**AIM OF THE EXERCISE:** Output the listing below, all of it, exactly as given.
╭──
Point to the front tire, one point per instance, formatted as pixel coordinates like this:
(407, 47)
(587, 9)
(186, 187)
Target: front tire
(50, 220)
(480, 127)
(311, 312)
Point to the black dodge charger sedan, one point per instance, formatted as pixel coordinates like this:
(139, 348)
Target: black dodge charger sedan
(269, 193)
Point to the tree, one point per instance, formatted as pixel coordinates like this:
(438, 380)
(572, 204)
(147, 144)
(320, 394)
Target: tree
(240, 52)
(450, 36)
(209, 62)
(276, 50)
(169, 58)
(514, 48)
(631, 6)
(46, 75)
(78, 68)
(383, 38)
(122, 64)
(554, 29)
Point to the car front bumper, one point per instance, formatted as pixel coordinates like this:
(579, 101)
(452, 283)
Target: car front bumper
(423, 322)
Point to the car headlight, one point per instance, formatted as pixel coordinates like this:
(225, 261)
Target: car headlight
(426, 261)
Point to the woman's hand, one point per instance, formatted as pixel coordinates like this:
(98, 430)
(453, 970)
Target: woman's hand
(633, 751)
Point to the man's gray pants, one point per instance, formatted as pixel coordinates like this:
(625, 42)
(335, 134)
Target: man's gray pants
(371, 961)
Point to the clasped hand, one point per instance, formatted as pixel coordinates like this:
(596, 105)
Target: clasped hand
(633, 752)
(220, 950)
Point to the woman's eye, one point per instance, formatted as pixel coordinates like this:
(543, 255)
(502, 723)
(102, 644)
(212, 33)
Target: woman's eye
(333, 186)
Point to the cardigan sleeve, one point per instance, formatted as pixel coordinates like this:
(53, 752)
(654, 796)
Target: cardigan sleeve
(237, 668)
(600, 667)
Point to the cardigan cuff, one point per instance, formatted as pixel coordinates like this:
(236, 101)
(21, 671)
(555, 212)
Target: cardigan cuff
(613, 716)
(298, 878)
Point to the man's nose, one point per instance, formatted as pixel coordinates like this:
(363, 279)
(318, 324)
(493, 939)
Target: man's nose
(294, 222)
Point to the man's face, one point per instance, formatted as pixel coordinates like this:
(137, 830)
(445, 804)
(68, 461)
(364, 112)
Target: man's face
╰──
**ANSWER BOX:**
Point to the front tire, one point per instance, formatted as pixel coordinates like this:
(407, 47)
(587, 9)
(186, 187)
Target: front tire
(50, 220)
(480, 127)
(311, 312)
Point to the black dodge charger sedan, one point per instance, formatted as pixel coordinates like this:
(139, 348)
Target: black dodge charger sedan
(269, 193)
Point to the tree, one point per instance, formatted as pixel coordinates like this:
(438, 380)
(572, 204)
(147, 144)
(320, 394)
Target: tree
(240, 52)
(450, 36)
(209, 62)
(276, 50)
(169, 58)
(514, 48)
(631, 6)
(46, 75)
(78, 68)
(383, 38)
(122, 64)
(554, 29)
Point to the car front bumper, one point per instance, formatted as pixel coordinates like this:
(579, 101)
(452, 283)
Target: car front bumper
(423, 322)
Point to the car headlight, one point per instance, formatted as pixel coordinates like this:
(225, 261)
Target: car headlight
(426, 261)
Point to the woman's hand, one point per instance, formatted as pixel coordinates like this:
(98, 430)
(453, 970)
Target: woman's hand
(633, 751)
Point to the man's gray pants, one point per instance, formatted as pixel coordinates like this:
(625, 42)
(335, 134)
Target: man's gray pants
(371, 961)
Point to the clasped hand, one point per instance, formatted as pixel coordinates like this:
(596, 105)
Target: clasped hand
(633, 752)
(220, 950)
Point to the woman's eye, one point per instance, formatted as pixel coordinates like this:
(543, 255)
(502, 723)
(102, 644)
(212, 33)
Target: woman's eye
(333, 186)
Point to the cardigan sleeve, one point per instance, formatted as pixel coordinates like this:
(53, 752)
(654, 796)
Target: cardigan sleeve
(237, 668)
(600, 667)
Point to the cardigan cuff, one point per instance, formatted as pixel coordinates like this:
(236, 101)
(21, 671)
(555, 212)
Target: cardigan cuff
(613, 716)
(298, 878)
Point to the man's nose, one point per instance, formatted as pixel coordinates like this:
(363, 279)
(318, 324)
(493, 939)
Target: man's nose
(294, 222)
Point to the man's face, one point per instance, formatted as pixel coordinates like this:
(137, 830)
(445, 804)
(68, 461)
(364, 112)
Target: man's face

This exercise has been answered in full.